### [Aim of the task]
Every record should be copied exactly, except that pictures are to be omitted.

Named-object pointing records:
____
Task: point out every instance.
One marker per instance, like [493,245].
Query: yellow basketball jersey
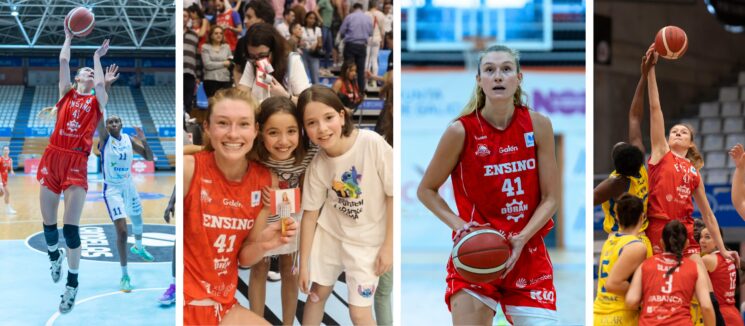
[639,187]
[607,303]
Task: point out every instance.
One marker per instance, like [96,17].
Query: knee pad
[72,235]
[51,235]
[136,224]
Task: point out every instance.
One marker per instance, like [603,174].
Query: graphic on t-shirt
[348,187]
[349,193]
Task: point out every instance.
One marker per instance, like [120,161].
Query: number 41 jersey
[218,216]
[496,179]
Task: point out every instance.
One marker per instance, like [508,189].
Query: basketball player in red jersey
[224,218]
[6,166]
[666,282]
[723,275]
[501,158]
[674,177]
[63,167]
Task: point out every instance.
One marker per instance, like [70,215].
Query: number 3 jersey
[219,214]
[496,179]
[667,299]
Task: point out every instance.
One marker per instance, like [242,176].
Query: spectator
[288,79]
[191,40]
[198,24]
[373,45]
[312,45]
[216,57]
[356,29]
[326,11]
[346,86]
[230,21]
[257,12]
[283,27]
[296,37]
[299,9]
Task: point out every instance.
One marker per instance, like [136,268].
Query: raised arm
[636,112]
[144,149]
[699,196]
[737,154]
[442,164]
[656,118]
[99,81]
[548,169]
[64,82]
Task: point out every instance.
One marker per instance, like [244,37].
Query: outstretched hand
[103,49]
[112,74]
[737,153]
____
### [Expected answer]
Task: point out every instance.
One marker per instance, like [493,245].
Query: yellow basketball jersey
[639,187]
[607,303]
Task: point out every instance.
One marker per instance, like [96,17].
Query: knee pad
[72,235]
[51,235]
[136,224]
Task: point out every instance.
One marker per instance, like [603,174].
Query: graphic on t-shirt
[348,187]
[349,193]
Task: point out every instance.
One marker per instance, like [120,161].
Query: number 41 jersey
[218,216]
[496,179]
Task: point out every instance.
One marker per instance, like [508,189].
Query: basketball player in red jersey
[224,218]
[6,166]
[666,282]
[723,275]
[501,158]
[674,177]
[63,167]
Task: point out every instance.
One marker per instance, like [70,215].
Query: number 3 jersey
[219,214]
[496,179]
[667,299]
Task: point out every instance.
One marker per instance, like [242,176].
Query: spectator
[288,79]
[191,40]
[198,24]
[373,45]
[312,45]
[216,57]
[356,29]
[326,11]
[346,86]
[230,21]
[257,12]
[283,27]
[296,37]
[299,9]
Task: point out every instance.
One marker per instance, like [136,268].
Query: raised arm
[636,112]
[144,149]
[699,196]
[737,154]
[442,164]
[656,118]
[99,81]
[548,169]
[64,82]
Task: point out every instance.
One marker per instance, like [244,37].
Query: outstretched hand
[103,49]
[112,74]
[737,153]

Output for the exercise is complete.